> READING TEXT
_ _ _
Some observations from my block diagram / schematic capture exercises that I thought I'd share:
1) IO Processor (IOP)
We discussed using the second DUART channel for some misc IO activities. I like this concept, and recently discovered that there was another homebrew 68K project (check out the Kiwi computer at http://www.ist-schlau.de/
- it's nearly matching what I'm after in almost all respects, and then some!! Awesome!)
I propose that the IOP and handle at a minimum: satisfying the 68K power-on-reset requirements (RESET and HALT pulled low for at least 100ms), a manual reset switch interface, and a real-time clock (RTC) interface.
_ _ _
> EXTRACTED DATA
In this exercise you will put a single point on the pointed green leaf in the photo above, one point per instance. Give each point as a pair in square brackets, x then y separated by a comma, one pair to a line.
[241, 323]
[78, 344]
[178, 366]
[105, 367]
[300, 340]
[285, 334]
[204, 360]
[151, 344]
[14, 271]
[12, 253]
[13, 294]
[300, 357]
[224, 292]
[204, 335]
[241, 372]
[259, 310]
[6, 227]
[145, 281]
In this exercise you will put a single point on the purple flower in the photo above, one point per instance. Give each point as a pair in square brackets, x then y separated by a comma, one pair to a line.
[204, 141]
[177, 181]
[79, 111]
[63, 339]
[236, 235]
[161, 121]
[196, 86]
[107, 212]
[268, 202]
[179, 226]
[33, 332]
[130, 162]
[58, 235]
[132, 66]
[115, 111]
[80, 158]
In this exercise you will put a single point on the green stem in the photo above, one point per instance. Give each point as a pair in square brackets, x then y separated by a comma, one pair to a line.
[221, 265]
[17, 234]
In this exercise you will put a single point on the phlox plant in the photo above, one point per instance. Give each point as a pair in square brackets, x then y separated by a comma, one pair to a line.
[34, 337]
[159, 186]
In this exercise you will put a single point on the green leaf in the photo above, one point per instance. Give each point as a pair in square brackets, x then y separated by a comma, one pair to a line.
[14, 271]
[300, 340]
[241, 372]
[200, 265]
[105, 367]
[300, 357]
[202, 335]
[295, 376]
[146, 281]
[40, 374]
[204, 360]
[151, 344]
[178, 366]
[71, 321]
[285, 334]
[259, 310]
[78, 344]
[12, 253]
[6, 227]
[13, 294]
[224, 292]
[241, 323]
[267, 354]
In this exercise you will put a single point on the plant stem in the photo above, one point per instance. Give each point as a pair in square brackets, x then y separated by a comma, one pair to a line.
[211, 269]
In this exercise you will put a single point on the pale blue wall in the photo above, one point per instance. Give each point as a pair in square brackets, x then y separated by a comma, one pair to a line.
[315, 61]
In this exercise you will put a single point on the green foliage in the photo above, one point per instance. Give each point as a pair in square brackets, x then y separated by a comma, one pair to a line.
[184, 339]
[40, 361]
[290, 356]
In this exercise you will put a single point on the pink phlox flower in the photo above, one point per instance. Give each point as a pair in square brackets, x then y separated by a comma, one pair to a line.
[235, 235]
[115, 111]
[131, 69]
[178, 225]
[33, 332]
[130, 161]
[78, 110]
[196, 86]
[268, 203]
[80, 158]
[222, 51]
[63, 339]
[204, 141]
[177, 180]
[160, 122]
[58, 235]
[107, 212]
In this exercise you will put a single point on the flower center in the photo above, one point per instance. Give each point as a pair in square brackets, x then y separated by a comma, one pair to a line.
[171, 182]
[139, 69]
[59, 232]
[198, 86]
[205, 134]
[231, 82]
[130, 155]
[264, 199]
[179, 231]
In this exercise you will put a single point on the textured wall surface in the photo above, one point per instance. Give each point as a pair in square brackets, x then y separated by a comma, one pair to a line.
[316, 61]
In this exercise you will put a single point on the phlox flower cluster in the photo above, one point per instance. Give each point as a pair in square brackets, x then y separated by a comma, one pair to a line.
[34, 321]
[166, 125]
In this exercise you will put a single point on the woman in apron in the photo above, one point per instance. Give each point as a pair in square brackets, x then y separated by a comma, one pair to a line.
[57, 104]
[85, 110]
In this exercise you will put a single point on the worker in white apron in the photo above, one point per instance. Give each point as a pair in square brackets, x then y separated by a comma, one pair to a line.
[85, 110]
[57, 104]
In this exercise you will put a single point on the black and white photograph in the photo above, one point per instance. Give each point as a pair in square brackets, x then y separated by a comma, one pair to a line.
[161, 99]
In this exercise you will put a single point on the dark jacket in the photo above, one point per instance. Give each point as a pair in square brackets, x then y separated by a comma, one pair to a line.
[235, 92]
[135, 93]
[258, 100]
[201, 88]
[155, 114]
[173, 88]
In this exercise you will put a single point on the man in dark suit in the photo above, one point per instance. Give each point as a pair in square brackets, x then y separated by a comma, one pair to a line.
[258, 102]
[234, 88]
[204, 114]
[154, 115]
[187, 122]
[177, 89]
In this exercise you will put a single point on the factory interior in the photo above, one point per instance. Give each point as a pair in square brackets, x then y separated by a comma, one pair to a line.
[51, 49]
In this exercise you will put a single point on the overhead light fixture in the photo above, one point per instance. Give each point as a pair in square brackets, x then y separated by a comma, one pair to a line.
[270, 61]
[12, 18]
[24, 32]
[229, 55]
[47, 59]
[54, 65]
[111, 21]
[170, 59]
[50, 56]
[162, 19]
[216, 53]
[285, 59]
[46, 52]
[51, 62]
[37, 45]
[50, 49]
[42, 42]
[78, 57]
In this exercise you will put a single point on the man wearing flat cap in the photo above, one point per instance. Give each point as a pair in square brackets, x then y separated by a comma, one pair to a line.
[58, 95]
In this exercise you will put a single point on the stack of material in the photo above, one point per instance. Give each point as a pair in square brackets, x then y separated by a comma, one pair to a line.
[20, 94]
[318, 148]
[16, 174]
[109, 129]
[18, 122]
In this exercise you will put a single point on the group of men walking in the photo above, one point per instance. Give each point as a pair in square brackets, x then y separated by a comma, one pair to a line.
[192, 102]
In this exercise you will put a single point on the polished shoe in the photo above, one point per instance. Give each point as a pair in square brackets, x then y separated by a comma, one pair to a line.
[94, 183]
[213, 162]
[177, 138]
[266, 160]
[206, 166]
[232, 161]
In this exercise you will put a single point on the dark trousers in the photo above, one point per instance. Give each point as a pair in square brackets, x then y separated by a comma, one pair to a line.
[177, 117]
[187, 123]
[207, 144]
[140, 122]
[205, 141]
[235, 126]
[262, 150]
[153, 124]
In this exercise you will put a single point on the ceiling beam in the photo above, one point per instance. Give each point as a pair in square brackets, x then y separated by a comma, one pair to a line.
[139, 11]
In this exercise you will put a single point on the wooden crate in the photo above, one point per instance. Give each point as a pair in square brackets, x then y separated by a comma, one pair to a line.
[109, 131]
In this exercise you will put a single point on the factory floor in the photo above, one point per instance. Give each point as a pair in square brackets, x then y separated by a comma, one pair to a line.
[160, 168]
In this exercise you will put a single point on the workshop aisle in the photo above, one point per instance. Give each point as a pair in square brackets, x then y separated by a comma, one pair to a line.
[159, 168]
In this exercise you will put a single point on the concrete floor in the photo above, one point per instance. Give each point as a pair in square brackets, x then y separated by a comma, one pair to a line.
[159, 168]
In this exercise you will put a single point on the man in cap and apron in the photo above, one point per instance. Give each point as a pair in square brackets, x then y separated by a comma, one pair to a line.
_ _ _
> SHORT PROBLEM A
Answer each item from the post on the 68K project, one answer per line.
(i) Which DUART channel was discussed for miscellaneous IO activities?
(ii) What homebrew 68K computer does the post mention?
(iii) For how long must RESET and HALT be held low to meet the 68K power-on-reset requirements?
> SHORT PROBLEM B
Show every line of the records that contains the word "apron".

> TASK ANSWER A
(i) The second DUART channel.
(ii) The Kiwi computer.
(iii) At least 100ms.

> TASK ANSWER B
In this exercise you will put a single point on the woman in apron in the photo above, one point per instance. Give each point as a pair in square brackets, x then y separated by a comma, one pair to a line.
In this exercise you will put a single point on the worker in white apron in the photo above, one point per instance. Give each point as a pair in square brackets, x then y separated by a comma, one pair to a line.
In this exercise you will put a single point on the man in cap and apron in the photo above, one point per instance. Give each point as a pair in square brackets, x then y separated by a comma, one pair to a line.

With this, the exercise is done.